*Приведённый отрывок*.
По-видимому, не имеет никакого смысла проводить параллель между Клеопатрой – Эйзольдт и Клеопатрой – Тервин. Образ, созданный Эйзольдт, остался у меня в памяти как нечто непререкаемо совершенное; поэтому не так мало значит, – вернее, значит много – то, что роль Клеопатры, совершенно иначе истолкованная Тервин, ни разу не вызывала у меня желания, чтобы хоть что-то в ней было изменено. Эта египтянка поистине является самым живым символом своей глубоко противоречивой страны, при первом же своем появлении она волнует кровь не только Аполлодору, но и Цезарю, как Елена – троянским старцам. Однако истинным центром комедии стал все-таки Штейнрюк, что доказывает, как бесконечно он вырос за последние пять лет. Ибо еще пятилетие тому назад автор этой статьи вынужден был констатировать: «В Германии есть всего три актера, способных воплотить этот образ и спасти комедию для сцены», и Штейнрюку он отказывал в необходимой силе и грации. А теперь этот актер создал такое великолепное смешение Цицерона и Плутарха, милой дядюшкиной плутоватости и великой всеобъемлющей человечности, что благодаря этому осветилась вся комедия с ее глубочайшим двойным смыслом, и, по-видимому, сценичность ее доказана теперь раз и навсегда. После многих жалких попыток это представление наконец на деле показало, что театр в Мюнхене уже нельзя назвать провинциальным театром.

*Ваше задание*. Назовите всех актёров и актрис, упомянутых в отрывке о мюнхенской постановке комедии. Эти строки для выполнения задания не нужны.

(Извлечённые строки)
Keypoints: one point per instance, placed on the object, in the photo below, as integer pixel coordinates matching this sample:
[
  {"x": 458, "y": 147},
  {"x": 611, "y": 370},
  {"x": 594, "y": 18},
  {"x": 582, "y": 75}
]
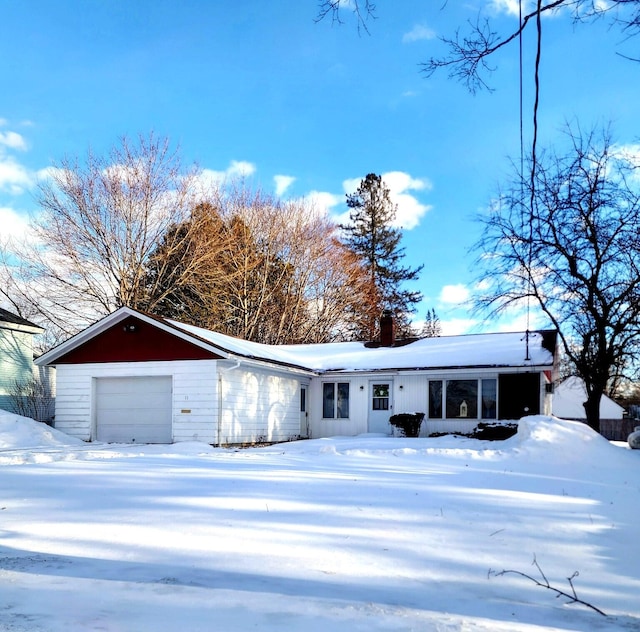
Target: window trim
[
  {"x": 335, "y": 402},
  {"x": 480, "y": 380}
]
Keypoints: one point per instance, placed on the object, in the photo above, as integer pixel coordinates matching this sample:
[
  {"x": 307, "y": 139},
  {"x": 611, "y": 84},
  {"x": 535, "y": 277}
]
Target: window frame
[
  {"x": 486, "y": 386},
  {"x": 339, "y": 399}
]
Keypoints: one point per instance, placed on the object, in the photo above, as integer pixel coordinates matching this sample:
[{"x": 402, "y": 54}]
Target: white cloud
[
  {"x": 410, "y": 210},
  {"x": 323, "y": 201},
  {"x": 454, "y": 294},
  {"x": 13, "y": 223},
  {"x": 510, "y": 7},
  {"x": 283, "y": 183},
  {"x": 13, "y": 140},
  {"x": 237, "y": 169},
  {"x": 419, "y": 32},
  {"x": 14, "y": 177}
]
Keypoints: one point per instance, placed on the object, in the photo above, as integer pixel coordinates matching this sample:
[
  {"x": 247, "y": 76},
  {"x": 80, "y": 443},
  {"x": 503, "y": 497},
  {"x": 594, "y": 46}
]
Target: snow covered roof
[
  {"x": 445, "y": 352},
  {"x": 471, "y": 350}
]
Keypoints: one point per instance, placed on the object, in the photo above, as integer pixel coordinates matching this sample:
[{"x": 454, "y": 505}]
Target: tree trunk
[{"x": 592, "y": 409}]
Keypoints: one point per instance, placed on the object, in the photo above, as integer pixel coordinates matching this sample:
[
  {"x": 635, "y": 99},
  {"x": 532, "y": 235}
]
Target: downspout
[{"x": 220, "y": 372}]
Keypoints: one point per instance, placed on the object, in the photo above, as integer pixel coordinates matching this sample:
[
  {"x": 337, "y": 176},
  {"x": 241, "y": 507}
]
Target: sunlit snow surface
[{"x": 343, "y": 534}]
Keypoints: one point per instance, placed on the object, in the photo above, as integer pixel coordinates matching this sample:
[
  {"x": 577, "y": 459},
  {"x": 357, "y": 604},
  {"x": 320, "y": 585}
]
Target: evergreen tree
[
  {"x": 432, "y": 327},
  {"x": 373, "y": 239}
]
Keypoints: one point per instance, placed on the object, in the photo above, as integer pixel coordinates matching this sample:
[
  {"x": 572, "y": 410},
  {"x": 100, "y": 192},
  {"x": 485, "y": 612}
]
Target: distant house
[
  {"x": 567, "y": 403},
  {"x": 16, "y": 355},
  {"x": 136, "y": 377}
]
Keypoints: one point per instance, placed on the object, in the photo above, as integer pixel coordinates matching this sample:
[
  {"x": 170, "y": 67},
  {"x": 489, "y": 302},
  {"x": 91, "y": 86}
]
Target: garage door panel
[{"x": 134, "y": 409}]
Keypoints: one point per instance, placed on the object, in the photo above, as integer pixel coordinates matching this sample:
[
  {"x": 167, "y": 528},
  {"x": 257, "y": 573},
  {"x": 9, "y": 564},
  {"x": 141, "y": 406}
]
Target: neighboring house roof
[
  {"x": 12, "y": 321},
  {"x": 569, "y": 395},
  {"x": 445, "y": 352}
]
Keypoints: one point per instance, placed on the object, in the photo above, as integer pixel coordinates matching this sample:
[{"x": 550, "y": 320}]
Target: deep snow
[{"x": 343, "y": 534}]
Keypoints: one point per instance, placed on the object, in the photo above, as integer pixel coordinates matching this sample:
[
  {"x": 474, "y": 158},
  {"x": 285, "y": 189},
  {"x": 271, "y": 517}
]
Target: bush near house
[{"x": 409, "y": 423}]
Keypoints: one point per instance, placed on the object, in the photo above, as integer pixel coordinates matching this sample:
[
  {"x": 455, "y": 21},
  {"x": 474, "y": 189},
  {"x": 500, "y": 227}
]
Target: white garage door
[{"x": 134, "y": 409}]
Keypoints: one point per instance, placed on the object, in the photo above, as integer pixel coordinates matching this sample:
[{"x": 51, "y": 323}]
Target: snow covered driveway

*Ответ*. Эйзольдт, Тервин, Штейнрюк.